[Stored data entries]
--- START ---

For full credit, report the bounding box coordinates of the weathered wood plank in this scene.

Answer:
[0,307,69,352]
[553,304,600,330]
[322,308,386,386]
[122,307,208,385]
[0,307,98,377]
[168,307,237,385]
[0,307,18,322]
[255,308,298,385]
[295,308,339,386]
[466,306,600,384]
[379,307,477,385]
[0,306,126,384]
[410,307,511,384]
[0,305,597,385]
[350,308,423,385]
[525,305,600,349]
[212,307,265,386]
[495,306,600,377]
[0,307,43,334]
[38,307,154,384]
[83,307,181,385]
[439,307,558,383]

--- END ---

YOUR INSTRUCTIONS: Set down every entry exactly as it appears.

ANSWER TO THE EXERCISE:
For full credit, report the bounding box coordinates of the weathered wood plank in this scene.

Answer:
[0,307,69,352]
[553,304,600,330]
[322,308,386,386]
[122,307,208,385]
[0,307,98,377]
[168,307,237,385]
[0,307,18,322]
[255,308,298,385]
[295,308,339,386]
[466,306,600,384]
[379,307,477,385]
[0,306,126,384]
[410,307,511,384]
[0,305,597,385]
[350,308,423,385]
[525,305,600,349]
[212,307,265,386]
[495,306,600,377]
[0,307,43,334]
[38,307,154,384]
[83,307,181,385]
[439,307,558,383]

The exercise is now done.